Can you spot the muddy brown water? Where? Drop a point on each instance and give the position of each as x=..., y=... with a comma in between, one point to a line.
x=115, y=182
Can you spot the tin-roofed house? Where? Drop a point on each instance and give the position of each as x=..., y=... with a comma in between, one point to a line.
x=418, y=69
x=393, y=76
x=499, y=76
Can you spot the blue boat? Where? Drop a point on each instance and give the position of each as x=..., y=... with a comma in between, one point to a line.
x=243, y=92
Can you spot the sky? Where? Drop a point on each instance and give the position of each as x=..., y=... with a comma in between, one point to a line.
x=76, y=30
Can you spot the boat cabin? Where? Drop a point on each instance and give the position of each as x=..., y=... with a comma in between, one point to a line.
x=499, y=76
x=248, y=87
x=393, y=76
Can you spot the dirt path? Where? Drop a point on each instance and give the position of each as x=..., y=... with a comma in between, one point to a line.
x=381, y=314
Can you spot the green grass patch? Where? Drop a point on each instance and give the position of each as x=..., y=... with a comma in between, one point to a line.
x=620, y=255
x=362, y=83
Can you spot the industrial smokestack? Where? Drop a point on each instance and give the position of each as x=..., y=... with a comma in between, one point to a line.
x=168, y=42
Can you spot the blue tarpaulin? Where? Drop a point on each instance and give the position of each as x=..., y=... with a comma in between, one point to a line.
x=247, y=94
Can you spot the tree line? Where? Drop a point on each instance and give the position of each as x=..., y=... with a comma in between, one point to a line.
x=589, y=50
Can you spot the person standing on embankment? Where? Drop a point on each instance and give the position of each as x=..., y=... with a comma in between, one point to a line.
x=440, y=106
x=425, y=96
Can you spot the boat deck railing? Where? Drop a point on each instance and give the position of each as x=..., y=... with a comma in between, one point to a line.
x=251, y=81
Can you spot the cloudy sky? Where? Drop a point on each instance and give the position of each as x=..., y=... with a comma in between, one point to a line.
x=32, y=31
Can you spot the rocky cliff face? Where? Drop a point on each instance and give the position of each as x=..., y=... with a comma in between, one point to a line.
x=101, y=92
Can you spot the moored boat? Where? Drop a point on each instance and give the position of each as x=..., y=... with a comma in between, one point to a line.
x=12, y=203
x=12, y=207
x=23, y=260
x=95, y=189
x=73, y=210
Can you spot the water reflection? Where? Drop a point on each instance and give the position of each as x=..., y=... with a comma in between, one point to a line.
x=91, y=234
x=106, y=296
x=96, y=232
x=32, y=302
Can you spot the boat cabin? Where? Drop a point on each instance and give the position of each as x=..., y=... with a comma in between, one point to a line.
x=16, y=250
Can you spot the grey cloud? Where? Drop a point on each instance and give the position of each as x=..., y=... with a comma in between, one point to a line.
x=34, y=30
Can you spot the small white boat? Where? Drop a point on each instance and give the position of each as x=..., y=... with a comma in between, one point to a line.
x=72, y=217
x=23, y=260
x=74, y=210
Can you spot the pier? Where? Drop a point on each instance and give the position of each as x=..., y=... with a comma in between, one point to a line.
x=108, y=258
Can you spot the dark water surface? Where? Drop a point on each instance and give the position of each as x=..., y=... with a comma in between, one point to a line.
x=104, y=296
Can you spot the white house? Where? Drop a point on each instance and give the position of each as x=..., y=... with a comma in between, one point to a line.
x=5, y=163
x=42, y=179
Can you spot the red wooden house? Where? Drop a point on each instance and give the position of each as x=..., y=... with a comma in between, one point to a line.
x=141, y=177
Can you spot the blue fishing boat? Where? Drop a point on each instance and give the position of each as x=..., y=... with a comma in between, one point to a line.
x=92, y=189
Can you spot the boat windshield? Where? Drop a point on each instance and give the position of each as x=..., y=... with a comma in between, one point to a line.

Work to be completed: Format everything from the first line of the rows through the line containing "x=589, y=50", inclusive, as a Markdown table with two columns, No. and Row text. Number each line in order and leave out any blank lines.

Output of the exercise:
| No. | Row text |
|---|---|
| 1 | Can you spot the muddy brown water? Where? Drop a point on each instance and give the position of each as x=..., y=... with a comma in between, one point to a line. |
| 2 | x=115, y=182 |
| 3 | Can you spot the tin-roofed house? Where? Drop a point on each instance and give the position of each as x=..., y=... with a comma in between, one point to a line. |
| 4 | x=418, y=69 |
| 5 | x=393, y=76 |
| 6 | x=499, y=76 |
| 7 | Can you spot the blue boat? Where? Drop a point on each instance and give the position of each as x=..., y=... with a comma in between, one point to a line. |
| 8 | x=243, y=92 |
| 9 | Can you spot the sky? Where? Drop a point on each instance and give the position of each as x=..., y=... with a comma in between, one point to a line. |
| 10 | x=76, y=30 |
| 11 | Can you spot the boat cabin? Where? Drop a point on each instance and give the position of each as x=..., y=... with a comma in between, one point to a line. |
| 12 | x=499, y=76 |
| 13 | x=248, y=87 |
| 14 | x=393, y=76 |
| 15 | Can you spot the dirt path? Where? Drop a point on each instance and give the position of each as x=..., y=... with a comma in between, one point to a line. |
| 16 | x=381, y=314 |
| 17 | Can you spot the green grass patch? Where? Drop a point on each instance and give the position of each as x=..., y=... with a comma in between, one point to a line. |
| 18 | x=620, y=255 |
| 19 | x=362, y=83 |
| 20 | Can you spot the industrial smokestack? Where? Drop a point on each instance and give the position of each as x=..., y=... with a comma in between, one point to a line. |
| 21 | x=168, y=42 |
| 22 | Can you spot the blue tarpaulin? Where? Drop a point on each instance and give the position of each as x=..., y=... with a comma in between, one point to a line. |
| 23 | x=247, y=94 |
| 24 | Can you spot the tree line? Where? Drop a point on each instance and give the position of each as x=..., y=... with a comma in between, one point to a line. |
| 25 | x=589, y=50 |